The task
Could you pull out every one of the lines below and reproduce each word for word, in the same order?

Provided entries
:::

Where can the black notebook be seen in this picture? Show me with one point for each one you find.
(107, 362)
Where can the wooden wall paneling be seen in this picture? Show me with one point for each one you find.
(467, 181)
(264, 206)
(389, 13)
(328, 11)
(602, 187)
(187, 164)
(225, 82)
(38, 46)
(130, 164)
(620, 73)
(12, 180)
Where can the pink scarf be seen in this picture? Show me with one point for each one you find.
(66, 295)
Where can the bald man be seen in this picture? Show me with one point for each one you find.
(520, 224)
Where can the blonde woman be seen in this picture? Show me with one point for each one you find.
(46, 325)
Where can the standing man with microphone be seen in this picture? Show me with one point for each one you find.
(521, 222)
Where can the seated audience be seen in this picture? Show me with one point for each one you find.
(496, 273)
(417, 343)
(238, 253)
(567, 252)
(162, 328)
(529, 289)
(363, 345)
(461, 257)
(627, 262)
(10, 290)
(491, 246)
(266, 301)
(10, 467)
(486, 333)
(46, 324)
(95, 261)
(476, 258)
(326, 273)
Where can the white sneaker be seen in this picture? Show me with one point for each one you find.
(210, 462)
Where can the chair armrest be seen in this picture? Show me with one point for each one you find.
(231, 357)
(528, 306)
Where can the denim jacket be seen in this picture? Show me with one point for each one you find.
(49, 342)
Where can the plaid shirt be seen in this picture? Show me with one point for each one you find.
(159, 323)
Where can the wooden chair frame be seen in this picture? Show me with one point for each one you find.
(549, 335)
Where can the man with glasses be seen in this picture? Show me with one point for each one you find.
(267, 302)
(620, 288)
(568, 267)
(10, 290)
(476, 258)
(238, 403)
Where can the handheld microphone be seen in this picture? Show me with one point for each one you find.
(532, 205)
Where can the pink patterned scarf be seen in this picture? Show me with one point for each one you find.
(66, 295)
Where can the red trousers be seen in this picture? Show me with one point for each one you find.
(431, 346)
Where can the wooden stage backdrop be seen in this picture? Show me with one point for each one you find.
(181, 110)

:::

Task answer
Where can the black notebook be seen in this picture? Show me with one point for each one you find.
(107, 362)
Where can the wooden wall paneling be seen in this picture? Show me with one point for each one you find.
(467, 181)
(264, 206)
(389, 13)
(328, 11)
(602, 187)
(187, 164)
(225, 82)
(38, 46)
(130, 164)
(620, 73)
(12, 180)
Where can the pink scarf be seen in this picture? Show me with one point for each one you find.
(66, 295)
Where can the bald man be seen in this picture? Show me with one point for each one you find.
(520, 224)
Where can the blonde woman be seen in this picture? Show me with one point for each one you find.
(46, 325)
Where can the standing man with microphone be seen in this picture? Show me with one point for each one you find.
(521, 222)
Where can the seated audience be seen in this picture? Show me with one point for each one you find.
(496, 273)
(417, 343)
(238, 253)
(567, 252)
(162, 328)
(529, 289)
(363, 345)
(461, 257)
(627, 262)
(10, 290)
(491, 246)
(266, 301)
(10, 467)
(486, 333)
(46, 324)
(95, 261)
(476, 258)
(326, 273)
Where can the white sneaker be seen in this picture? Show me with one point for each one you find.
(210, 462)
Where can the chair armrest be seen in this picture? Show me with one point for each one you find.
(231, 357)
(528, 306)
Where can the denim jacket be seen in this picture? Show me with one point for each one you find.
(49, 342)
Where can the plaid shirt be seen in this picture? Show me with one point for each one you find.
(159, 323)
Where can the wooden chair frame be seen in this picture? Show me with one point for each one you find.
(549, 335)
Where can the man with glasses be seen in this picture? Show me with one point for each one you find.
(267, 302)
(620, 288)
(568, 267)
(10, 290)
(476, 258)
(238, 403)
Where can the handheld microphone be seen in this picture? Show me with one point for each one you find.
(532, 205)
Where can the pink patterned scarf be seen in this picture? Show me with one point for each one you find.
(66, 295)
Where can the red trousers be seen in this picture? Show me with one point for each one you find.
(431, 346)
Where can the wooden stage backdrop be seen in this picture? Show me with one point for each one you find.
(181, 110)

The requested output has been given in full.